• **WHAT IS ASKED**: Extract every line of the items below word for word, and leave the pictures out of your answer.

** Start DATASET **

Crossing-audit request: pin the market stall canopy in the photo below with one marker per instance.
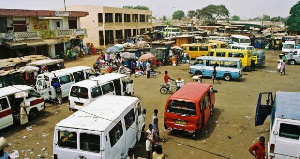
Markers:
(146, 57)
(112, 49)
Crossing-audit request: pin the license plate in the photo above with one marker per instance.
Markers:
(180, 122)
(79, 104)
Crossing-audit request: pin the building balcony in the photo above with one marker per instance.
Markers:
(70, 32)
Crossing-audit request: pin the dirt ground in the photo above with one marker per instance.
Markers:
(229, 133)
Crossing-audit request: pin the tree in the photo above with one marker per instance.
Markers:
(235, 18)
(266, 17)
(191, 14)
(293, 21)
(212, 13)
(137, 7)
(179, 14)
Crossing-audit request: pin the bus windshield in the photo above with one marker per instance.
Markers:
(183, 108)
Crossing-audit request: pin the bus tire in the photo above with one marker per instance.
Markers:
(198, 73)
(227, 77)
(33, 114)
(163, 90)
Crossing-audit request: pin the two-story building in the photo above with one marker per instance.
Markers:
(106, 25)
(44, 32)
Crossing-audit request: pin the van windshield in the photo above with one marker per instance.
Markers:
(80, 92)
(182, 107)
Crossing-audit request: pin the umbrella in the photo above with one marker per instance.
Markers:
(128, 55)
(112, 49)
(176, 47)
(146, 57)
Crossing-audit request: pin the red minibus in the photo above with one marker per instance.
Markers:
(190, 107)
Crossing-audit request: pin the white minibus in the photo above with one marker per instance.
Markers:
(105, 129)
(66, 77)
(84, 92)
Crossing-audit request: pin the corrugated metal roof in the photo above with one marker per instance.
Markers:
(191, 91)
(106, 109)
(288, 105)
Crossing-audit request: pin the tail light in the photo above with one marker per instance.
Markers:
(272, 147)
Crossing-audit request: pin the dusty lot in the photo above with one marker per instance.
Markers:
(230, 131)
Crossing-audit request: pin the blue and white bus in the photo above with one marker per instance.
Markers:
(227, 68)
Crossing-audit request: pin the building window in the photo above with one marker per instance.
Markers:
(135, 18)
(101, 38)
(142, 18)
(109, 39)
(118, 17)
(72, 23)
(119, 34)
(127, 18)
(127, 33)
(100, 18)
(108, 17)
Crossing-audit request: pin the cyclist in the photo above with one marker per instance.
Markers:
(167, 82)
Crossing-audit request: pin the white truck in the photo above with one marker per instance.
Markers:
(284, 111)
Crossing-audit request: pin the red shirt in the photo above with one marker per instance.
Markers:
(259, 150)
(166, 78)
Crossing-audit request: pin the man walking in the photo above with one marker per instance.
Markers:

** End DATASET **

• **SOLUTION**:
Crossing-audit request: pin the market stall canopy in the photo below with one marker per instance.
Markers:
(146, 57)
(112, 49)
Crossing-audit request: pin the license plate in the photo above with one marker per instance.
Markers:
(180, 122)
(79, 104)
Crossing-audit request: pin the building balcony in the photo above with one marker per instance.
Markers:
(70, 32)
Crossing-audit request: pin the dirt ground in the photo above with one marker per instance.
Markers:
(229, 133)
Crossing-audit request: pin the tree in the photo above with one marker per instance.
Markers:
(235, 18)
(266, 17)
(191, 14)
(293, 21)
(212, 13)
(137, 7)
(179, 14)
Crossing-audit request: pin the bus windshield in the photo above with one marker per instance.
Markers:
(183, 108)
Crossing-audit request: pin the bus tire in the photo above with one marker per instance.
Markers:
(198, 73)
(227, 77)
(33, 114)
(163, 90)
Crossing-audit request: pin the two-story building in the photo above with one marker per instance.
Markers:
(106, 25)
(44, 32)
Crossing-audit request: pin the van windshield in the photo above with one marker per instance.
Markers:
(80, 92)
(182, 107)
Crossing-audit request: pin the umbrella in the photo above with one marker per instance.
Markers:
(128, 55)
(112, 49)
(176, 47)
(146, 57)
Crossing-audit request: pin the red minibus in the photo above with one marker per instance.
Markers:
(190, 107)
Crossing-audit request: pin the white minibus in the photo above with one marker per instance.
Markers:
(105, 129)
(66, 77)
(84, 92)
Crossing-audit request: pin the corrugated metal roof in the photo above with one marker per instance.
Markers:
(191, 91)
(106, 109)
(288, 105)
Crossing-audit request: pin the tail light in the photo above with one marker per instance.
Markers:
(272, 147)
Crossing-audit request: pin the dusty lot in the photo above with one marker per instance.
Markers:
(230, 131)
Crossing-audit request: pin the blue and white bus in the photo above with one marker per instance.
Markers:
(227, 68)
Crossing-audit request: pin the building window in the photo above with one marker per instance.
Markers:
(135, 18)
(101, 38)
(142, 18)
(109, 39)
(118, 17)
(72, 23)
(119, 34)
(127, 18)
(127, 33)
(100, 18)
(108, 17)
Crossing-audit request: pin the cyclist in the photo above with one marker per instance.
Markers:
(167, 82)
Crossing-audit request: pin the white truck in the photo above with one marker per instance.
Markers:
(284, 111)
Crossing-audit request: pin the red shirt in the photo above with one marker per instance.
Markers:
(259, 150)
(166, 78)
Crossing-audit request: pin the man walking in the photo above with one marker per instance.
Markers:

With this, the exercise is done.